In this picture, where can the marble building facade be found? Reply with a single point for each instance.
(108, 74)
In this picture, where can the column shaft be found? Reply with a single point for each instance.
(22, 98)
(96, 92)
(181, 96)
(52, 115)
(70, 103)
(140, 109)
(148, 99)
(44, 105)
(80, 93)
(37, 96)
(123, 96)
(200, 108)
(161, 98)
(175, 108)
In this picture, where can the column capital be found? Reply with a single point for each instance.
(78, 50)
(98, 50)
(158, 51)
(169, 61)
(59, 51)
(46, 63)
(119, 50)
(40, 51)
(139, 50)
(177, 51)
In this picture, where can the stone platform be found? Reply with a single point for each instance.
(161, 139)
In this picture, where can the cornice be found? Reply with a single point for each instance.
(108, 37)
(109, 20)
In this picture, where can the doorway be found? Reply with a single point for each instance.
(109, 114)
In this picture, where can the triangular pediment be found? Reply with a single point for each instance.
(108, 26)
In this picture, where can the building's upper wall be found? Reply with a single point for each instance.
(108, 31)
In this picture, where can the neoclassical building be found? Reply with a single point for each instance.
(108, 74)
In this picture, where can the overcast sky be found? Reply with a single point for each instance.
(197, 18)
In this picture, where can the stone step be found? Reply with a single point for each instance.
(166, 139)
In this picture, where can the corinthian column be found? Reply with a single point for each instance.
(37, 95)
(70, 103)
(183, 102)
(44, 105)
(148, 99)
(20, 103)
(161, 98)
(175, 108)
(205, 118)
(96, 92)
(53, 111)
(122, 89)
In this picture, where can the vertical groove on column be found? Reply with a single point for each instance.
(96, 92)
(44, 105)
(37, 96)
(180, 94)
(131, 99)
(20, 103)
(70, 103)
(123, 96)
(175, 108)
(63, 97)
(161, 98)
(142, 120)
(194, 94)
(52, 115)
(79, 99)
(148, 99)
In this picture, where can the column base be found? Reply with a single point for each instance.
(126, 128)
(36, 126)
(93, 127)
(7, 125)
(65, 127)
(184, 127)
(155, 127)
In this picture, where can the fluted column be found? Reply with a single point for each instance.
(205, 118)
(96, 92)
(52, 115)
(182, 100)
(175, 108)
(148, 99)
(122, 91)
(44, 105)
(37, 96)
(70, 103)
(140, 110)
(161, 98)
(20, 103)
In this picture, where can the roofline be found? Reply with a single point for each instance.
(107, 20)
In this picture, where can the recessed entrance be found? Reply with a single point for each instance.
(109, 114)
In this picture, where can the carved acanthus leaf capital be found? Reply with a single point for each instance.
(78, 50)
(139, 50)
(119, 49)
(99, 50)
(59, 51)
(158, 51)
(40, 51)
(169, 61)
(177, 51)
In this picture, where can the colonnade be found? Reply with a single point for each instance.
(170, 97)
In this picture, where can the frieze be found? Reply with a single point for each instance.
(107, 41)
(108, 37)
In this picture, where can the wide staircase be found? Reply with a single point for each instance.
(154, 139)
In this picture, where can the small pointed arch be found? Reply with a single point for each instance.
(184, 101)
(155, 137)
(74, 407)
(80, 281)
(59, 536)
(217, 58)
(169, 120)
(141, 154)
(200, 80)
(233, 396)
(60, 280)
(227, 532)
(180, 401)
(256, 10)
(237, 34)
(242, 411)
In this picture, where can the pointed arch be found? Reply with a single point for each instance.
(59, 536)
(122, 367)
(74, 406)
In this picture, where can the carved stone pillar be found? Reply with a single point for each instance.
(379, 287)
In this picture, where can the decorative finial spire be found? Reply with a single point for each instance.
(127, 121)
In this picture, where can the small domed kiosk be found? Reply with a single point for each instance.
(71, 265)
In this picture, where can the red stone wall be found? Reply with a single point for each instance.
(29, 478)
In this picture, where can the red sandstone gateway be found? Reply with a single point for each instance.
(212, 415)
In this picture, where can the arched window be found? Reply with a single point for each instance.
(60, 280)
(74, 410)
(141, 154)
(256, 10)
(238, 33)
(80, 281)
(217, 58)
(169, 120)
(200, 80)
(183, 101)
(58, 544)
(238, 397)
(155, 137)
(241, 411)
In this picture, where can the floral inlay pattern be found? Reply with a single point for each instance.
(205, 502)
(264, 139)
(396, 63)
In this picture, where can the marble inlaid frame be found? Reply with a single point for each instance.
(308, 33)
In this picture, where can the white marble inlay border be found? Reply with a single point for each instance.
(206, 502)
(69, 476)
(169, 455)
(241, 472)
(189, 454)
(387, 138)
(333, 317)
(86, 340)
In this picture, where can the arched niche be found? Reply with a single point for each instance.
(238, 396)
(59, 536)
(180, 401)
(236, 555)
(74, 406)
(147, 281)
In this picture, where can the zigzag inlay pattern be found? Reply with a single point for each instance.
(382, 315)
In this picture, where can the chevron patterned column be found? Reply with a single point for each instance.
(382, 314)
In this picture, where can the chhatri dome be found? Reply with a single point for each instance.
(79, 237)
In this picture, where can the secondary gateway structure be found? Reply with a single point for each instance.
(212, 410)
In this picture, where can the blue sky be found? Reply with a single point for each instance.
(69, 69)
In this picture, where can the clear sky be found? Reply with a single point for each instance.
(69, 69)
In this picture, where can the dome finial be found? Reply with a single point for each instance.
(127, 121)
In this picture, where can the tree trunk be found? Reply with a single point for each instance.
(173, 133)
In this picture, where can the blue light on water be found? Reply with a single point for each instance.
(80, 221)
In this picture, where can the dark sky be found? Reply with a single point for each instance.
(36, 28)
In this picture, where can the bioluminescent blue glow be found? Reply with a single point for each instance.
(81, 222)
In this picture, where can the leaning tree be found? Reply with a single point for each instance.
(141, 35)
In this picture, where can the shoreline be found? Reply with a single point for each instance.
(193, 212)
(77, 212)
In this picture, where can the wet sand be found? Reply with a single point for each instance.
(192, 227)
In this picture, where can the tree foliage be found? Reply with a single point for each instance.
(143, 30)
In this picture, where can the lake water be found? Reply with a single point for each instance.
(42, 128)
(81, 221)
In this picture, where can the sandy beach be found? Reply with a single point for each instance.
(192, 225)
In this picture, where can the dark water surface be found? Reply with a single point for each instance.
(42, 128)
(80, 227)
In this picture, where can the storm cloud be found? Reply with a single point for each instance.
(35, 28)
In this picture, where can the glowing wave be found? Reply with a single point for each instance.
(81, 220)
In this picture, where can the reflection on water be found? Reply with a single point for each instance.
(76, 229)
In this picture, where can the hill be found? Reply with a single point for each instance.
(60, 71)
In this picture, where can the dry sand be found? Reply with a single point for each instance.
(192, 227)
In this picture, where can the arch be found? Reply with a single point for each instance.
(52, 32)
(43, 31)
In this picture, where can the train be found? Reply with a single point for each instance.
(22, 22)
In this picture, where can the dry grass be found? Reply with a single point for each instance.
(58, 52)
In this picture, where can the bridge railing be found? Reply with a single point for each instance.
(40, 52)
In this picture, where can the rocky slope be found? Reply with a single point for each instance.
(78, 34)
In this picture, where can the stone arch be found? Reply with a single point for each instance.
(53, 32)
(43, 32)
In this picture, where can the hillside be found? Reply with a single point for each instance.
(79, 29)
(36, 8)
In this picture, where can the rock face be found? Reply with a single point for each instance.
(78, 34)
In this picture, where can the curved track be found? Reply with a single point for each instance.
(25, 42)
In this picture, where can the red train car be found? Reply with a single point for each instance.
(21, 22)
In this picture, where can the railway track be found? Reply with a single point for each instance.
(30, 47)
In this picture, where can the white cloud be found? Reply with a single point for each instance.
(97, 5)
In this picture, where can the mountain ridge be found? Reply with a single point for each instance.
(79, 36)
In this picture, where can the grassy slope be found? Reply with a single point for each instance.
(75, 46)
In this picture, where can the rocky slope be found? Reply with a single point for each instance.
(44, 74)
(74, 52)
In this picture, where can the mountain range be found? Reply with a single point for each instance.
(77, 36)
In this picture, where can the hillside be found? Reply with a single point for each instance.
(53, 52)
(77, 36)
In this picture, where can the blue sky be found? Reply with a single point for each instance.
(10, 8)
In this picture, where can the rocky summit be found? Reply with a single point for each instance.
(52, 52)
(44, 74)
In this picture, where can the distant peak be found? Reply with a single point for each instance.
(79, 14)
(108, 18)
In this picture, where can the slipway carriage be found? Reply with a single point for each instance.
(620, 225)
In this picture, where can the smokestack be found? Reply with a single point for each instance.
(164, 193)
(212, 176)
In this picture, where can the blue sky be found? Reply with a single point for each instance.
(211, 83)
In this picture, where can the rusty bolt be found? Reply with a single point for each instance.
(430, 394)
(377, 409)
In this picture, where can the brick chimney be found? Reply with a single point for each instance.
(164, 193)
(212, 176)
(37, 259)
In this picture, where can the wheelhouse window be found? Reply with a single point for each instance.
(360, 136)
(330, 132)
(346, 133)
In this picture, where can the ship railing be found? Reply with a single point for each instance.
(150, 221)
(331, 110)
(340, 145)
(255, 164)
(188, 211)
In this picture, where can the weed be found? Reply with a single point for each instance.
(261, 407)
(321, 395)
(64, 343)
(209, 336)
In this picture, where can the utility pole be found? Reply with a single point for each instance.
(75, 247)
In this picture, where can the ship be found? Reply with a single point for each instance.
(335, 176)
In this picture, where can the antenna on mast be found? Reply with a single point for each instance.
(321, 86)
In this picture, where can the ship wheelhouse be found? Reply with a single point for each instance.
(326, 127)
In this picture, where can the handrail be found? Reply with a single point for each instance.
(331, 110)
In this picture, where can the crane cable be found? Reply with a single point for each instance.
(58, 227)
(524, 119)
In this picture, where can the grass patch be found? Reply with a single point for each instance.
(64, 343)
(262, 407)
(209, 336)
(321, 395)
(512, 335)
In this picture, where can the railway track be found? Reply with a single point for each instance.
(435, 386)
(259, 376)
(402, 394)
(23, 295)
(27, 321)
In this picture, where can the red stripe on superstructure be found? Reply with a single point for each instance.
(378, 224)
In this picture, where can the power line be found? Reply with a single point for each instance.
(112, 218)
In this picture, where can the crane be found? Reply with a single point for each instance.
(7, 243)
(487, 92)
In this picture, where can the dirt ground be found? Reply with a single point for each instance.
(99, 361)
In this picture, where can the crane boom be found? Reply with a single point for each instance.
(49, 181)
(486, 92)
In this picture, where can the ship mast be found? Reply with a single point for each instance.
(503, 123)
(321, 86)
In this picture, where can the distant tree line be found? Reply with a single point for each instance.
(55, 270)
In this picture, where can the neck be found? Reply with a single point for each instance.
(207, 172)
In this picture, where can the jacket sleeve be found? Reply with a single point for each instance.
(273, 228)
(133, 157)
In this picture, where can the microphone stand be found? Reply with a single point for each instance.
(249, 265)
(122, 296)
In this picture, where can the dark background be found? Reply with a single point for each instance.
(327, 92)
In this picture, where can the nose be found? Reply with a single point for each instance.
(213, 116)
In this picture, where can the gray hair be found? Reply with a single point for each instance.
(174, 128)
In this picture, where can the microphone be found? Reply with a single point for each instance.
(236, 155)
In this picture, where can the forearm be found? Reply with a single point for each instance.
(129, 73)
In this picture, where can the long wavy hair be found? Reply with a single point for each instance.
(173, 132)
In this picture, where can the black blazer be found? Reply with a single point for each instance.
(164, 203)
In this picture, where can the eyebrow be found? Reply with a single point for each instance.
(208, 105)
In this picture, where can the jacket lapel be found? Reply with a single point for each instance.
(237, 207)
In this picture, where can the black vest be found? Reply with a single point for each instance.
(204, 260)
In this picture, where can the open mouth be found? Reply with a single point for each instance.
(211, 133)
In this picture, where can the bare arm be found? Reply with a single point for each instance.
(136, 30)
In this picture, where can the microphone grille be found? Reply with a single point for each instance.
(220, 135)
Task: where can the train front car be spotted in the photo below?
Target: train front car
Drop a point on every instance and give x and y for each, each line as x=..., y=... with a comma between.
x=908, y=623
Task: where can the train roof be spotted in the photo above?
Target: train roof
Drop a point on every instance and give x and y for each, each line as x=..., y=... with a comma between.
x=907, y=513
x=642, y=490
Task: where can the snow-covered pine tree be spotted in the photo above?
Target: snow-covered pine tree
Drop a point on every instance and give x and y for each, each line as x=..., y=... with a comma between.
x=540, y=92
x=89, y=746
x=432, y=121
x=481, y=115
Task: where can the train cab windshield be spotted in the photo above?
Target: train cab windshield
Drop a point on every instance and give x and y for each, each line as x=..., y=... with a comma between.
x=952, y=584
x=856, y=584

──────────

#### [The problem]
Pick from the records each line that contains the word "photo" and show it.

#### [Written solution]
Task: where can the train front car be spotted in the photo below?
Task: where can the train roof be spotted in the photo above?
Task: where can the snow-covered pine tree be spotted in the photo above?
Task: where can the train cab windshield be spotted in the photo above?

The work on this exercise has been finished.